Poursuivez l'article sur la suspension du médecin Eugène Rwamucyo après sa dernière phrase.
━━ TEXTE DU DOCUMENT
Eugène Rwamucyo, médecin du travail au centre hospitalier de Sambre Avesnois à Maubeuge (Nord), a été suspendu par la direction dès qu'elle a appris qu'il était recherché par Interpol pour sa participation présumée à l'organisation du génocide rwandais de 1994.
L'avis de recherche d'Eugène Rwamucyo (50 ans), soupçonné de "génocide" et de "crimes de guerre" figure sur le site d'Interpol depuis 2006 et a été émis par Kigali. Il s'agit d'une notice rouge, ce qui correspond aux faits les plus graves reprochés aux personnes recherchées.
Le médecin fait partie de la quinzaine de génocidaires rwandais présumés vivant en France contre lesquels une plainte a été déposée par le collectif des parties civiles pour le Rwanda, une association qui réclame la justice pour les victimes du génocide des Tutsis perpétré en 1994.
━━━━
━━ DONNÉES SOURCES
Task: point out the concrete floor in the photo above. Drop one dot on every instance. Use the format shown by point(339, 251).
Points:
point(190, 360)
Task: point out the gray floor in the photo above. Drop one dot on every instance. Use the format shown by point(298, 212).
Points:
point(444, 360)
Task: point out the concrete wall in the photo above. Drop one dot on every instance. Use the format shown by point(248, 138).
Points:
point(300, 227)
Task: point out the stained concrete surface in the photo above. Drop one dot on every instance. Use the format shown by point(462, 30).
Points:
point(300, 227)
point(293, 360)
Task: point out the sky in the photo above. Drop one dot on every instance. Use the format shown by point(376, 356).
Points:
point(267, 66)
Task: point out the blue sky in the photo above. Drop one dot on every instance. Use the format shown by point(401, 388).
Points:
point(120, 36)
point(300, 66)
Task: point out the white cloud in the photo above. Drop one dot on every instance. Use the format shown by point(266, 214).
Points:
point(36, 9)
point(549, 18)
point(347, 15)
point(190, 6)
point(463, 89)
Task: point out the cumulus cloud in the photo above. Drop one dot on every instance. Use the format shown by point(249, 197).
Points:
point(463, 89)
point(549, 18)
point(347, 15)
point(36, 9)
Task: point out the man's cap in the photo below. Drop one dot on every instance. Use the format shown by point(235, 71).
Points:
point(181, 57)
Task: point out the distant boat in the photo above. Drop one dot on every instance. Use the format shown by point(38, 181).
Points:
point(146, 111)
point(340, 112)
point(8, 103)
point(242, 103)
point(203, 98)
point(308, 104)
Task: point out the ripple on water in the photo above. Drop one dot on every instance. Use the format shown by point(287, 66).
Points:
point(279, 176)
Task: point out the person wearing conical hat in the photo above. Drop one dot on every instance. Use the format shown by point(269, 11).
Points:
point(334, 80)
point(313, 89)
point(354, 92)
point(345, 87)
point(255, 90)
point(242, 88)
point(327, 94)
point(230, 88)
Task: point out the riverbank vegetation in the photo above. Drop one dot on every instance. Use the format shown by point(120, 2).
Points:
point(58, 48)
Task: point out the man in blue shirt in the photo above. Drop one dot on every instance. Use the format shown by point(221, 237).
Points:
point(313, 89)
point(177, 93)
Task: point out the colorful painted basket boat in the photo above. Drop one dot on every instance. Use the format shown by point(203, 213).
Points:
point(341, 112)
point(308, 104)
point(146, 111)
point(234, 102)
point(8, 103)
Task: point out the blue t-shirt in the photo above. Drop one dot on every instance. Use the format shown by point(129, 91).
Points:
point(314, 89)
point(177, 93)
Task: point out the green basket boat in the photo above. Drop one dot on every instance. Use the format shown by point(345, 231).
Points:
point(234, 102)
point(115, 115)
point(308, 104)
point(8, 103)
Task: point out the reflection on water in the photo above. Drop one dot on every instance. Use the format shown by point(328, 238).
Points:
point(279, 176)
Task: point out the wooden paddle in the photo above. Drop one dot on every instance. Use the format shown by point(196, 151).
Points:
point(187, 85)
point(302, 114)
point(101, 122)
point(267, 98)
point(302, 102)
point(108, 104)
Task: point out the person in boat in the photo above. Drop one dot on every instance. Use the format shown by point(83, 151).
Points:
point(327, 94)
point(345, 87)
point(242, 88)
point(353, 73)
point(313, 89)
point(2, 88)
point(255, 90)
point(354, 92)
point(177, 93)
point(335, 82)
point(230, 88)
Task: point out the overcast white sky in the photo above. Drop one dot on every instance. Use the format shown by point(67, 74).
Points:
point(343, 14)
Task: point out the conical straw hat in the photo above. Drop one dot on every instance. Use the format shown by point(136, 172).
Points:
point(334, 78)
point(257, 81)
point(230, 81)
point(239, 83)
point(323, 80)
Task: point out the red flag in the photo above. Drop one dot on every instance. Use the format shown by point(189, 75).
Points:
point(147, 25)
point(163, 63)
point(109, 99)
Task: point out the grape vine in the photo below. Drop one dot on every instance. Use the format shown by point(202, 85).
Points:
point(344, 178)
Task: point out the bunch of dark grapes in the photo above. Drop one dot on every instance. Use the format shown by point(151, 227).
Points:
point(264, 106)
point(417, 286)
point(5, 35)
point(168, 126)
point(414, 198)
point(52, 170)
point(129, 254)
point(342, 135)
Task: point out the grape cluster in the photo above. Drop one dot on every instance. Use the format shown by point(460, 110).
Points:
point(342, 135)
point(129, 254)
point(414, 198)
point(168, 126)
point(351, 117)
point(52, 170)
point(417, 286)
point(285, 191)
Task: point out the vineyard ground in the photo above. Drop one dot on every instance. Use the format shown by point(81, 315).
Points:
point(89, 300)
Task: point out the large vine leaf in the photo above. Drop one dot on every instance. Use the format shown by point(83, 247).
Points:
━━━━
> **RÉSULTAT DE L'EXERCICE**
Henri Mennecier, directeur de l'hôpital de Maubeuge, a suspendu le médecin dès qu'il a appris la nouvelle. "J'étais à mille lieues d'imaginer que le médecin du travail puisse faire l'objet de telles accusations", a-t-il déclaré sur RTL.
L'affaire a éclaté lorsqu'une infirmière a pris ombrage des remarques désobligeantes qu'aurait faites le médecin rwandais sur son embonpoint lors d'une visite médicale. Elle a raconté dans la presse avoir découvert l'avis d'Interpol en faisant des recherches sur internet.
Eugène Rwamucyo dément avoir participé à l'organisation de ces massacres qui ont fait 800.000 morts - des Tutsis mais aussi des Hutus modérés -, même s'il reconnaît avoir participé à des réunions avec des génocidaires.
"Je n'ai pas participé de près ou de loin au génocide. Il n'y a rien contre moi. Je ne vois pas pourquoi la justice va m'arrêter", a-t-il déclaré sur France 2. Il se dit innocent et victime du pouvoir rwandais.
Toutefois, selon le collectif des parties civiles pour le Rwanda, "c'était un idéologue (...) il fait partie des planificateurs du génocide des Tutsis. Ce sont des témoignages qui ont été donnés par les gens qui l'ont côtoyé", a déclaré sur France 2 son président, Alain Gauthier.
Réfugié en France, l'ancien médecin-chef du centre universitaire de santé publique de Butare, dans le Sud du Rwanda, fait l'objet d'une information judiciaire ouverte le 5 février 2008 par le parquet de Paris.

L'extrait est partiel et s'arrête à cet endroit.